# DIRECTIONS
Collect each line that contains the string "green" and copy it out in full. Case counts.

# EXERCISE MATERIALS
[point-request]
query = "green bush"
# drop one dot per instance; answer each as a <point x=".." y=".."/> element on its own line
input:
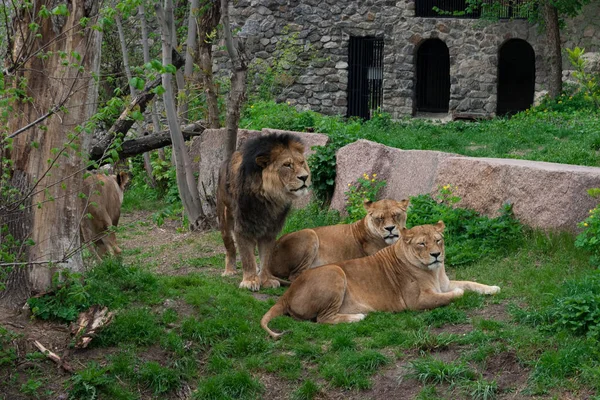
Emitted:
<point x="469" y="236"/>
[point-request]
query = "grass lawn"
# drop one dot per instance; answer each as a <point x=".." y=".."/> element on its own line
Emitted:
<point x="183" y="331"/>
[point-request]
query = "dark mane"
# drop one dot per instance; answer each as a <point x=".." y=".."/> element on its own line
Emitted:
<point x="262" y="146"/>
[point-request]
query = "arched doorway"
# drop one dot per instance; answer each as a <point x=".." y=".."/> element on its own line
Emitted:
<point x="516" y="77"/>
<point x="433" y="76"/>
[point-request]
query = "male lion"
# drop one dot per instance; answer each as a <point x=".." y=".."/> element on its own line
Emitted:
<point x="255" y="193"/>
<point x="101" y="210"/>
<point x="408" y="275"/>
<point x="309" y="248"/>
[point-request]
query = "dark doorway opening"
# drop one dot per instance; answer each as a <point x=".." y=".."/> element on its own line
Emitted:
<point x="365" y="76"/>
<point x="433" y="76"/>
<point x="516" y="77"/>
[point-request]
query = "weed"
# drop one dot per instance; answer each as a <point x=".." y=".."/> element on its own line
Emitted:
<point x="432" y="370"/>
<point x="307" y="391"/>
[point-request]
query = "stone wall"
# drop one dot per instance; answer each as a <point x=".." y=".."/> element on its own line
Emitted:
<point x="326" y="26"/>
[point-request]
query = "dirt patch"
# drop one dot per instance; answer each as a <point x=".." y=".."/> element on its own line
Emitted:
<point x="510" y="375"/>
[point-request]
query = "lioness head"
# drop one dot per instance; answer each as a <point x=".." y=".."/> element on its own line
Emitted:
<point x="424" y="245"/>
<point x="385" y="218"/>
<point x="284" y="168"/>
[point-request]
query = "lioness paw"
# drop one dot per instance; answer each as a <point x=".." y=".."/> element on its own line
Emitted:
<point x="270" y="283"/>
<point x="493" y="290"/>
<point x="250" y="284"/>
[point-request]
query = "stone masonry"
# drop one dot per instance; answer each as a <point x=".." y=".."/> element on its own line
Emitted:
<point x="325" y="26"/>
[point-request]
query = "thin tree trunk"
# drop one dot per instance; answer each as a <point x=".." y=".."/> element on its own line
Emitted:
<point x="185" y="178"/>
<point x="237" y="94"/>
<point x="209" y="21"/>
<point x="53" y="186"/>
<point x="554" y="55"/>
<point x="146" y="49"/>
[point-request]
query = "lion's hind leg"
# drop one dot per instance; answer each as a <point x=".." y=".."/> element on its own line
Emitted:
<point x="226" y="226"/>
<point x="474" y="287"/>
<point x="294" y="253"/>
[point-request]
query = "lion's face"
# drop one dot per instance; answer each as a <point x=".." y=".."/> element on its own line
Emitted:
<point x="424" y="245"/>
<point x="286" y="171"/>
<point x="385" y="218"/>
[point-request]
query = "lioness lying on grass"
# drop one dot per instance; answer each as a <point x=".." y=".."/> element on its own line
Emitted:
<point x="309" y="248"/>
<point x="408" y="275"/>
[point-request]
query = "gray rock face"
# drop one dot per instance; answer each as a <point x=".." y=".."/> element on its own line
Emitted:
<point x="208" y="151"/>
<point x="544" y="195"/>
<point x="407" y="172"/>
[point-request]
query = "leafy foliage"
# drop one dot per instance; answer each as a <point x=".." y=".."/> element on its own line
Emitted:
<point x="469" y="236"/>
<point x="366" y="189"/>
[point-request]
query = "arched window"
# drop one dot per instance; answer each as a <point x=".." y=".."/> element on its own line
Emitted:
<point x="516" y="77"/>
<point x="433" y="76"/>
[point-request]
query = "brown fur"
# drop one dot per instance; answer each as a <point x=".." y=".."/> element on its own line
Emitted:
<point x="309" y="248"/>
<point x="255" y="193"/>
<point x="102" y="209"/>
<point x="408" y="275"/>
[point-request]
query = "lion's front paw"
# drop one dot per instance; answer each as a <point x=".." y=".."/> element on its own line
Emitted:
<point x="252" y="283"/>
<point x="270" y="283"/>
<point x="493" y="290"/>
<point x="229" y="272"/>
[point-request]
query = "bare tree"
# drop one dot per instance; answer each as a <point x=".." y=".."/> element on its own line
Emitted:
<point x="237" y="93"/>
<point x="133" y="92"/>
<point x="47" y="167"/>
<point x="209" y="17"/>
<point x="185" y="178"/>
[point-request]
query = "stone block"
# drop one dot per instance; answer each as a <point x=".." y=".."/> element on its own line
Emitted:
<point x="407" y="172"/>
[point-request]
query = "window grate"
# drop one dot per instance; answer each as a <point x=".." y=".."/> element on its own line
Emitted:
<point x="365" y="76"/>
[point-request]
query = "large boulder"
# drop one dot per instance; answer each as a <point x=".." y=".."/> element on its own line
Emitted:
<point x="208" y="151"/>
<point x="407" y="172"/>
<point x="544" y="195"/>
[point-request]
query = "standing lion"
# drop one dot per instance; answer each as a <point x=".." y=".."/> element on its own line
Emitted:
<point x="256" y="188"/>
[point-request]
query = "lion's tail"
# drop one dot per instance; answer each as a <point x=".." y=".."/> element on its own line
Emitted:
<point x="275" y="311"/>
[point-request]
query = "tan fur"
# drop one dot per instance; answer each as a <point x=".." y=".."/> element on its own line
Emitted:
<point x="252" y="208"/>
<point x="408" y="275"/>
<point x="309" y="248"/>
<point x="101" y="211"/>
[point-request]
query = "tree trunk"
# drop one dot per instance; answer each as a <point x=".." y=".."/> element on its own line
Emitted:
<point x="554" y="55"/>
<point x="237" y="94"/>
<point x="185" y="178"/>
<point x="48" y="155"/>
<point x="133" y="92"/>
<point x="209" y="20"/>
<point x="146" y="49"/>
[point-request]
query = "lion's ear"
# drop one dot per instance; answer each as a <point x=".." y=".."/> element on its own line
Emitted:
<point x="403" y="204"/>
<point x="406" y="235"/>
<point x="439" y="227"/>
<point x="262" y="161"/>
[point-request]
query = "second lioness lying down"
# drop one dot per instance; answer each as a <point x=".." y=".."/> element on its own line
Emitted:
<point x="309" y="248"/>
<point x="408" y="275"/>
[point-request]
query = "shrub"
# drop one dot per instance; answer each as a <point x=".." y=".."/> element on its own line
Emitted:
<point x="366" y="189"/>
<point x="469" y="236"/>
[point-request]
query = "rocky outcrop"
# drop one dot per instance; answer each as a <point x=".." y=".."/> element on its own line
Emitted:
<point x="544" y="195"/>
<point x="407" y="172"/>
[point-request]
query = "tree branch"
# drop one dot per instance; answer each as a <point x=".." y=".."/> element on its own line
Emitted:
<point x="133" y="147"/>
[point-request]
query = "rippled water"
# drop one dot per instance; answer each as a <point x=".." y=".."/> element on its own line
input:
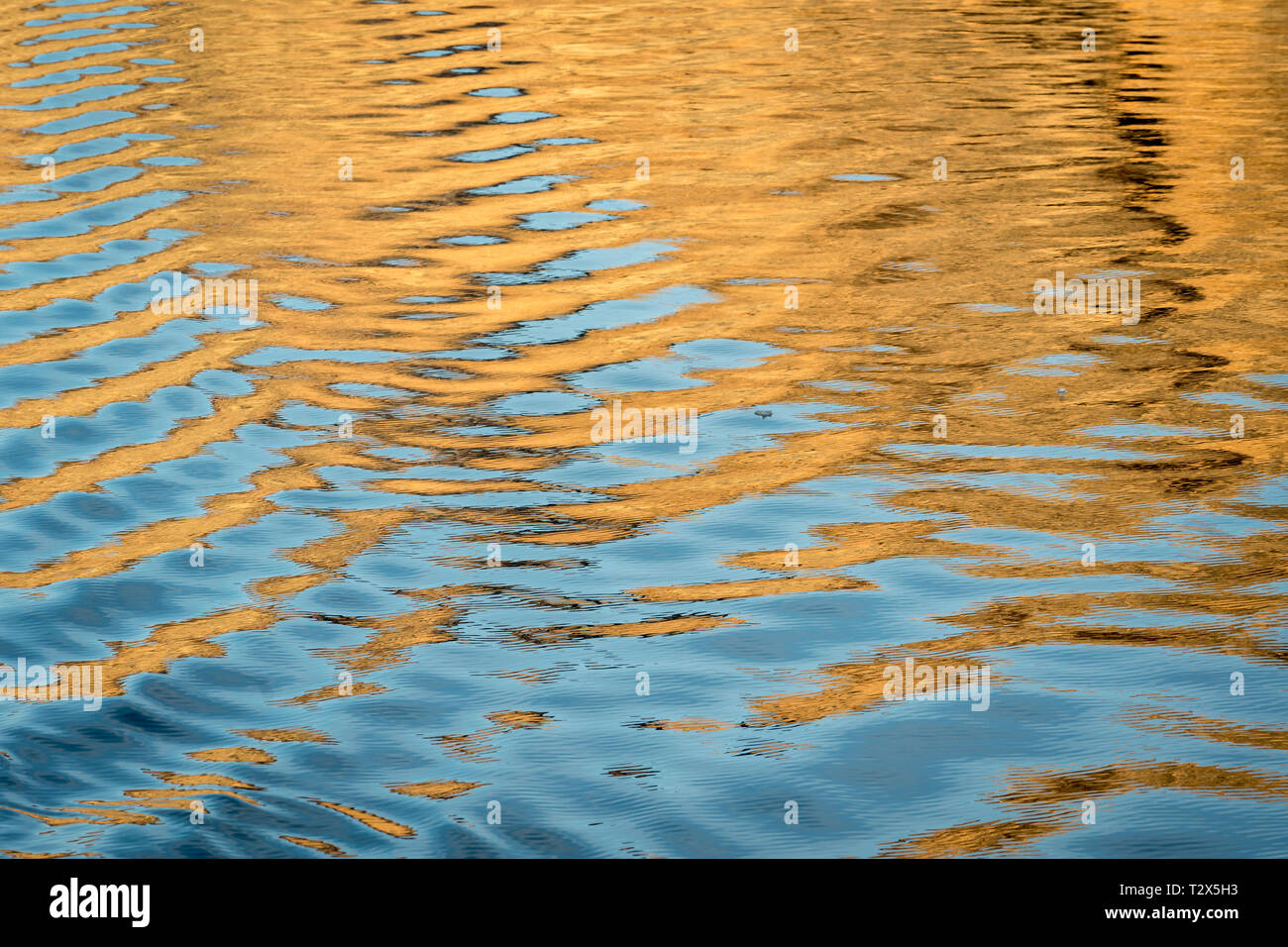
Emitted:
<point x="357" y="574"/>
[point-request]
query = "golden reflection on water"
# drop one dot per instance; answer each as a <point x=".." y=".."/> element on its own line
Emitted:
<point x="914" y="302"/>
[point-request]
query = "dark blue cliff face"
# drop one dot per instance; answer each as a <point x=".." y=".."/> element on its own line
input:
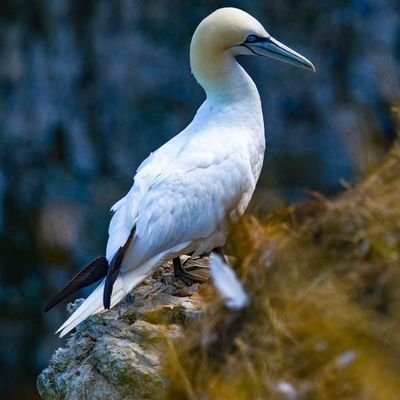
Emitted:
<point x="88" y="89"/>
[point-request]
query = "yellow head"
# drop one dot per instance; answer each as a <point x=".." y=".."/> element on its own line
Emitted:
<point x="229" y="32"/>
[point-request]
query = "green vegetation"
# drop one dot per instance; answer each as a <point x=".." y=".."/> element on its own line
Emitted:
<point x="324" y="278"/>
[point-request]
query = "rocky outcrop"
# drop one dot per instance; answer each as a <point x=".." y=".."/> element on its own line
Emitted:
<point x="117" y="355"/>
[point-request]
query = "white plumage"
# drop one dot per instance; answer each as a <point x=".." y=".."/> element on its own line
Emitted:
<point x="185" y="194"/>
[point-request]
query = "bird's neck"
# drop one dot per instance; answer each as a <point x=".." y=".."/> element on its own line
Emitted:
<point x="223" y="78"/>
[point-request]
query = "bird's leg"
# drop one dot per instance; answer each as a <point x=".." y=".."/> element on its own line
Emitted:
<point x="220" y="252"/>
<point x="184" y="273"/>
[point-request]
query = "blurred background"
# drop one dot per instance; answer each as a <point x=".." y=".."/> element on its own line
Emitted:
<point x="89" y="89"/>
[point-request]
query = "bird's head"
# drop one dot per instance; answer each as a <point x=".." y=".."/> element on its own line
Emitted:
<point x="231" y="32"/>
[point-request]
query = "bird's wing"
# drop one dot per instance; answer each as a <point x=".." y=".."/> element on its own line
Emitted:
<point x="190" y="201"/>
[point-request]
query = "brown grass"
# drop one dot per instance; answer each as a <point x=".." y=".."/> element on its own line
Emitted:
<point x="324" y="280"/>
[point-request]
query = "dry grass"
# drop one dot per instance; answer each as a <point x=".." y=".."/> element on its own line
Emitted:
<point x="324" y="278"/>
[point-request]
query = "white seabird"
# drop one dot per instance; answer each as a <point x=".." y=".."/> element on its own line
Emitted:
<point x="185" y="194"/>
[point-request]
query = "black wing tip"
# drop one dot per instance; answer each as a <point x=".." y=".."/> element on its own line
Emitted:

# RESULT OF THIS TASK
query = "green bush"
query = "green vegetation"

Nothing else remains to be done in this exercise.